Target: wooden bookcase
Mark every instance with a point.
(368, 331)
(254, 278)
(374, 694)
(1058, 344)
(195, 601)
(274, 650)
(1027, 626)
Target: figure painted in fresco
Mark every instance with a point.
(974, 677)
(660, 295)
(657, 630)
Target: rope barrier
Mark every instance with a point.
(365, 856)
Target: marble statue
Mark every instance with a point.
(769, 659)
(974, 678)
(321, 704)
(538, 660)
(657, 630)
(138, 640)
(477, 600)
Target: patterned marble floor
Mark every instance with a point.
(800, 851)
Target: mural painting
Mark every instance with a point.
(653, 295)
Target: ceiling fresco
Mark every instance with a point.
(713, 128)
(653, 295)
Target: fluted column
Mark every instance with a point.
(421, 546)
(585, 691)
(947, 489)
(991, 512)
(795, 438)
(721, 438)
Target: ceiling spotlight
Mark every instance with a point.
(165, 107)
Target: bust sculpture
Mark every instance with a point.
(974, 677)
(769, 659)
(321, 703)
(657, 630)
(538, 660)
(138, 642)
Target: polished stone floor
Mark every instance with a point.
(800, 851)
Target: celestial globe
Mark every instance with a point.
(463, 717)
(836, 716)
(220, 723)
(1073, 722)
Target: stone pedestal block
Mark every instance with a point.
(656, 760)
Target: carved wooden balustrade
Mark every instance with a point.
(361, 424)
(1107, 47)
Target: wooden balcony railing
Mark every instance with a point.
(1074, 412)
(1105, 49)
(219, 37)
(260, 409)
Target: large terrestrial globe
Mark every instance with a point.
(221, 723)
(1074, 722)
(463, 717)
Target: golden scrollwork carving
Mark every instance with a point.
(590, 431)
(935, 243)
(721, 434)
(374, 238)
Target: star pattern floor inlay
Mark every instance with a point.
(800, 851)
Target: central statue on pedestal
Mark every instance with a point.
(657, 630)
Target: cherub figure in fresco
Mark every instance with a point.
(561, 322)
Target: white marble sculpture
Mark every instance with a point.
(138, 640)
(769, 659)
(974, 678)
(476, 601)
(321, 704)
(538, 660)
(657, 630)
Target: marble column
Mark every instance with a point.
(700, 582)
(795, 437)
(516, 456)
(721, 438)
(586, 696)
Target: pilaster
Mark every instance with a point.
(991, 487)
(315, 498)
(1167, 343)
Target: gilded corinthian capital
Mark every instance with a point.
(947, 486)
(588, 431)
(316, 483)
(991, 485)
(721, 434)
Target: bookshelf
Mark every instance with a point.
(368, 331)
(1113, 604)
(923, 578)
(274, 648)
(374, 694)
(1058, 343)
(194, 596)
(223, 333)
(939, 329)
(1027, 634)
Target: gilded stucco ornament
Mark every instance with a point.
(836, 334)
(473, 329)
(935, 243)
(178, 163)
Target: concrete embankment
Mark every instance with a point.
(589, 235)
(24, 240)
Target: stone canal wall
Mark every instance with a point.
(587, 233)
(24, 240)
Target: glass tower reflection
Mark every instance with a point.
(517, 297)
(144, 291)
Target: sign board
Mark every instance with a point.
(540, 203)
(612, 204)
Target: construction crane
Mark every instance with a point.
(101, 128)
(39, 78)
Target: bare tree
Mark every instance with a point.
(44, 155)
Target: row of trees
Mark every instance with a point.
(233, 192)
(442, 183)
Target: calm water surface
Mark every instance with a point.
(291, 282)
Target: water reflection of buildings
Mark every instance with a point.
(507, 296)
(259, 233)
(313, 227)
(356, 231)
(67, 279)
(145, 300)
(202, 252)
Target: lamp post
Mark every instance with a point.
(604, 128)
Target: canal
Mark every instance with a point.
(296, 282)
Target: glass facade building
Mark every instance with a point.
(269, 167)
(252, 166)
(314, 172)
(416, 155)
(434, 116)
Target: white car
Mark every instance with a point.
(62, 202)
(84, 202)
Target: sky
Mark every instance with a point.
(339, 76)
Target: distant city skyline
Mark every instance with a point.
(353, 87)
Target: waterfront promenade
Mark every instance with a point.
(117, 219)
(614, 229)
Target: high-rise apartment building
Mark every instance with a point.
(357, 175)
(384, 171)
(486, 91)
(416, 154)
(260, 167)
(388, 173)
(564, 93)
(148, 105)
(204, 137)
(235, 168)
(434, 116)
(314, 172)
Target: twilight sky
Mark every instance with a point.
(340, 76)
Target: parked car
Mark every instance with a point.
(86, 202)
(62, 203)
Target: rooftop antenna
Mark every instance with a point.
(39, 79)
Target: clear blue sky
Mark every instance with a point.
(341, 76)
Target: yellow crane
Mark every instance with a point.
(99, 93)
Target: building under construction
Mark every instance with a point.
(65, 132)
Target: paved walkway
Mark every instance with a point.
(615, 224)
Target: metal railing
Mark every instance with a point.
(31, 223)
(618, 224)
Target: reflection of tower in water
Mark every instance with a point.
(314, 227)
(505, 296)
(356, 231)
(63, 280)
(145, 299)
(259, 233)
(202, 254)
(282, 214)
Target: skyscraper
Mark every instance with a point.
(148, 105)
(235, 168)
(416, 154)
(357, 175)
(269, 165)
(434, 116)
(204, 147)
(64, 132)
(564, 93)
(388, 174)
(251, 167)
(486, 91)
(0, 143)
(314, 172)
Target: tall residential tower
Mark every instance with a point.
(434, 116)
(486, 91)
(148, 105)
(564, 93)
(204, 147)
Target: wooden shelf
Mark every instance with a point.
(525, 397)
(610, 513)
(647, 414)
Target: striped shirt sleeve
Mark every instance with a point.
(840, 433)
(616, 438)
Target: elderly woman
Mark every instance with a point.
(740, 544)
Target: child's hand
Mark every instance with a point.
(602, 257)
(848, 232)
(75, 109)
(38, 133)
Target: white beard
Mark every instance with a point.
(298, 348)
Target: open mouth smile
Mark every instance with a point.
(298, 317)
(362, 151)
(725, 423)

-- -- --

## [TASK DESCRIPTION]
Output all of the listing exactly as written.

## [RESULT FOR THIS TASK]
Target: wooden bookcase
Mark every instance with a point.
(368, 331)
(254, 278)
(374, 694)
(1058, 344)
(195, 601)
(274, 650)
(1027, 626)
Target: figure painted in fresco
Mark every instance with a point.
(974, 677)
(660, 295)
(657, 630)
Target: rope barrier
Mark every instance with a point.
(365, 856)
Target: marble statue
Mark every instance with a point.
(769, 659)
(974, 678)
(321, 704)
(538, 660)
(657, 630)
(138, 640)
(477, 600)
Target: patterned marble floor
Mark every instance with a point.
(800, 851)
Target: mural painting
Mark every instance with a point.
(653, 295)
Target: ceiling fresco
Mark every instance with a point.
(713, 128)
(653, 295)
Target: fluted column
Mark every instance with a point.
(421, 546)
(585, 691)
(947, 489)
(991, 512)
(795, 438)
(721, 438)
Target: ceiling spotlight
Mark every instance with a point.
(165, 107)
Target: bust sculpture
Mark every instance with a point.
(974, 677)
(769, 659)
(321, 703)
(657, 630)
(538, 660)
(138, 642)
Target: polished stone floor
Mark every instance with a point.
(800, 851)
Target: celestial globe
Mark every instance with a point.
(463, 717)
(836, 716)
(220, 723)
(1073, 722)
Target: stone pedestal block
Mark every instance with a point.
(656, 760)
Target: carved wooden balustrade
Mark every instance with a point.
(361, 424)
(1107, 47)
Target: wooden balcony railing
Mark every instance with a point.
(1074, 412)
(1105, 49)
(219, 37)
(260, 409)
Target: large terrestrial globe
Mark every instance with a point.
(221, 723)
(1074, 722)
(463, 717)
Target: golden scrollwork carving
Mark every instance with a point.
(590, 431)
(935, 243)
(721, 434)
(374, 238)
Target: star pattern floor inlay
Mark every instance with a point.
(800, 851)
Target: central statue on pedestal
Mark every instance with a point.
(657, 630)
Target: cherub figure in fresco
Mark every instance with a point.
(561, 322)
Target: white marble sculpture
Mark every instance with a point.
(138, 640)
(769, 659)
(974, 678)
(476, 601)
(321, 704)
(538, 660)
(657, 630)
Target: marble column
Mark every instance with a point.
(700, 582)
(795, 437)
(516, 456)
(721, 438)
(586, 696)
Target: pilaster
Mark every instance with a point.
(991, 487)
(315, 498)
(1167, 343)
Target: gilded corinthian capital
Mark every instance with a point.
(947, 486)
(588, 431)
(316, 483)
(991, 485)
(721, 434)
Target: bookshelf
Mark every instance with a point.
(368, 331)
(1113, 604)
(923, 578)
(274, 648)
(374, 694)
(1058, 343)
(194, 596)
(223, 333)
(939, 329)
(1027, 634)
Target: gilded stucco ornament
Mark every instance with a point.
(836, 334)
(473, 329)
(935, 243)
(178, 163)
Target: concrete embankment
Mark every instance with a point.
(589, 235)
(24, 240)
Target: stone canal wall
Mark every instance with a point.
(587, 233)
(24, 240)
Target: glass tower reflection
Mark every instance with a point.
(517, 297)
(144, 291)
Target: sign board
Mark every instance with a point.
(540, 203)
(612, 204)
Target: construction crane
Mark every instance with a point.
(101, 128)
(39, 78)
Target: bare tree
Mark every instance with a point.
(44, 155)
Target: row of trees
Mark every instance with a point.
(233, 192)
(442, 183)
Target: calm water surface
Mark every instance with a point.
(291, 282)
Target: water reflection of buildings
Mark every instance with a point.
(507, 296)
(259, 233)
(313, 227)
(356, 231)
(67, 279)
(145, 300)
(202, 252)
Target: lamp post
Mark every instance with a point.
(604, 128)
Target: canal
Mark every instance with a point.
(296, 282)
Target: glass facade building
Mark every instance with a point.
(269, 167)
(252, 166)
(314, 172)
(416, 155)
(434, 116)
Target: white car
Mark every instance with a point.
(62, 202)
(84, 202)
Target: sky
Mark every instance with a point.
(339, 76)
Target: distant city skyline
Mark every instance with a point.
(353, 87)
Target: waterfront promenade
Mark every instance with a point.
(117, 219)
(614, 229)
Target: high-rise apartment building
Mark every instance with a point.
(357, 175)
(384, 171)
(486, 91)
(416, 154)
(260, 167)
(388, 173)
(564, 93)
(148, 105)
(204, 137)
(235, 168)
(434, 116)
(314, 172)
Target: twilight sky
Mark every instance with a point.
(340, 76)
Target: parked car
Mark every instance with a point.
(86, 202)
(62, 203)
Target: rooftop antenna
Mark every instance with a point.
(39, 79)
Target: clear blue sky
Mark every instance with a point.
(341, 76)
Target: yellow crane
Mark every instance with a point.
(99, 93)
Target: building under construction
Mark every instance with a point.
(65, 132)
Target: paved walkway
Mark every instance with a point.
(615, 224)
Target: metal railing
Mark every instance with a point.
(31, 223)
(618, 224)
Target: reflection of tower in water
Mark every instance with a point.
(314, 227)
(505, 296)
(356, 231)
(63, 280)
(145, 299)
(259, 233)
(202, 254)
(282, 214)
Target: skyscraper
Mark every instance with a point.
(148, 105)
(235, 168)
(416, 154)
(357, 175)
(269, 165)
(434, 116)
(204, 147)
(64, 132)
(564, 93)
(388, 174)
(251, 167)
(486, 91)
(0, 143)
(314, 172)
Target: tall residential tower
Mark every instance with a point.
(434, 116)
(486, 91)
(148, 105)
(564, 93)
(204, 147)
Target: wooden shelf
Mark every instance with a point.
(525, 397)
(610, 513)
(647, 414)
Target: striped shirt sleeve
Mark every instance with a point.
(840, 433)
(616, 438)
Target: elderly woman
Mark every instance with a point.
(740, 544)
Target: child's hand
Mark every instance with a point.
(602, 257)
(848, 232)
(75, 109)
(38, 133)
Target: white beard
Mark every instance with a point.
(298, 348)
Target: open mouth smile
Mark every instance with a point.
(298, 317)
(362, 151)
(725, 423)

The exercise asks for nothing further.